_To do_.
Return exactly the lines that run from the one with "Query: green volunteer t-shirt" to the last line of the entries below, both included, and nothing else.

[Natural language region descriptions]
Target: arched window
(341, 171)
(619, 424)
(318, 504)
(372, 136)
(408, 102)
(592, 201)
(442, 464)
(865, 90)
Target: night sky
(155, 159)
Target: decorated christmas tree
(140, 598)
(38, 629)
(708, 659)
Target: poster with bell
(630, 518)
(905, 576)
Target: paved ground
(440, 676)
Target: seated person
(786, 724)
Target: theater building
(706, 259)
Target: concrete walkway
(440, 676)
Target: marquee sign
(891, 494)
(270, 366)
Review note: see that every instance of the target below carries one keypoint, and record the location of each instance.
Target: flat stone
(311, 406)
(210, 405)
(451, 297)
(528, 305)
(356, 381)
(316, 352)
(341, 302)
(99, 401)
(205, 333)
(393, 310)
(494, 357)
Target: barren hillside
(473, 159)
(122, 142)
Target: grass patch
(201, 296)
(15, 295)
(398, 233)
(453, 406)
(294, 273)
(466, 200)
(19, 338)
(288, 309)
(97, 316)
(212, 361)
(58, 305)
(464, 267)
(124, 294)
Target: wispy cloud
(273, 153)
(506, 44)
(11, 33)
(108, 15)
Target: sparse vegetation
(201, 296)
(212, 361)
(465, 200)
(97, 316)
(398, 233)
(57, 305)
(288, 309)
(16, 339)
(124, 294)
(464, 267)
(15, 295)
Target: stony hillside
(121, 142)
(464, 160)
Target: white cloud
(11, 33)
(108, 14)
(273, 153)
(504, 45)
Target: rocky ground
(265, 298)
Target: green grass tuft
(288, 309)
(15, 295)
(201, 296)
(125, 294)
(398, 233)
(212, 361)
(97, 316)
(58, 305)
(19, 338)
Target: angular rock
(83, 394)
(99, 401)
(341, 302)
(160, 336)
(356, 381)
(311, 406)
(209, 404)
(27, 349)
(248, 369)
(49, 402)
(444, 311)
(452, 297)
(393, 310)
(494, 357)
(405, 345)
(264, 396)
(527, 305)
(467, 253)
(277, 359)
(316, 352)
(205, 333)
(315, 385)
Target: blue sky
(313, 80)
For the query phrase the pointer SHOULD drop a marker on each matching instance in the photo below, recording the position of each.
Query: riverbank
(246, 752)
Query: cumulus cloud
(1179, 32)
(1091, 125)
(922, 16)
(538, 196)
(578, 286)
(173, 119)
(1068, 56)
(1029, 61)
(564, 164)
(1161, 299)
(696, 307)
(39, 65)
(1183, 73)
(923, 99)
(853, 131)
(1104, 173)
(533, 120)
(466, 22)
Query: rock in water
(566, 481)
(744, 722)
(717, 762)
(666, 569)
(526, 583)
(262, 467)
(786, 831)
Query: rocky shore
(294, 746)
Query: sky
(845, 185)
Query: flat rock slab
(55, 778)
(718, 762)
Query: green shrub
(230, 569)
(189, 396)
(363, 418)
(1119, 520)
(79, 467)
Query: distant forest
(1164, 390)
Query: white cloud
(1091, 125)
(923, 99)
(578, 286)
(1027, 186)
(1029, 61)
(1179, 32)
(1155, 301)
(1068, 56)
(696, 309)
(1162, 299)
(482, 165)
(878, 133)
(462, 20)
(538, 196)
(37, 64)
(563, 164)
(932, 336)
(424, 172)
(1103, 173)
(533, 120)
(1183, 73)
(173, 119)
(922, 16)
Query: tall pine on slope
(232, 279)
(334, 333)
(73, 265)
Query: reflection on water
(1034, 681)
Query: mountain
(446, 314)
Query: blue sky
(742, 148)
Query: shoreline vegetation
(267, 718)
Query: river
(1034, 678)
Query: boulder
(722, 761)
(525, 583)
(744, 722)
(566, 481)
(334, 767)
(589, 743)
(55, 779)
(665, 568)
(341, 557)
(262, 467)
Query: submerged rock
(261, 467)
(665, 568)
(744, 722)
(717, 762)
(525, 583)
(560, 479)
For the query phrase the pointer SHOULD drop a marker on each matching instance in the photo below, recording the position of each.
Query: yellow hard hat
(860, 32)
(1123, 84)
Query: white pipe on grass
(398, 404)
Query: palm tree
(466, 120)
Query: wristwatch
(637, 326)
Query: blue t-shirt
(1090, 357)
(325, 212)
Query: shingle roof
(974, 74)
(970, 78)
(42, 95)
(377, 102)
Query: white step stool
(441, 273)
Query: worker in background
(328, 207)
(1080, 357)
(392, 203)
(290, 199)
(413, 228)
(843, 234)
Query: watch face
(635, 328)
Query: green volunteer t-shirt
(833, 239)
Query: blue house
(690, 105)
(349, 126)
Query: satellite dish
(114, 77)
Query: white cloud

_Task response_.
Query: green volunteer t-shirt
(833, 239)
Query: blue house
(690, 105)
(349, 126)
Query: satellite dish
(114, 77)
Query: white cloud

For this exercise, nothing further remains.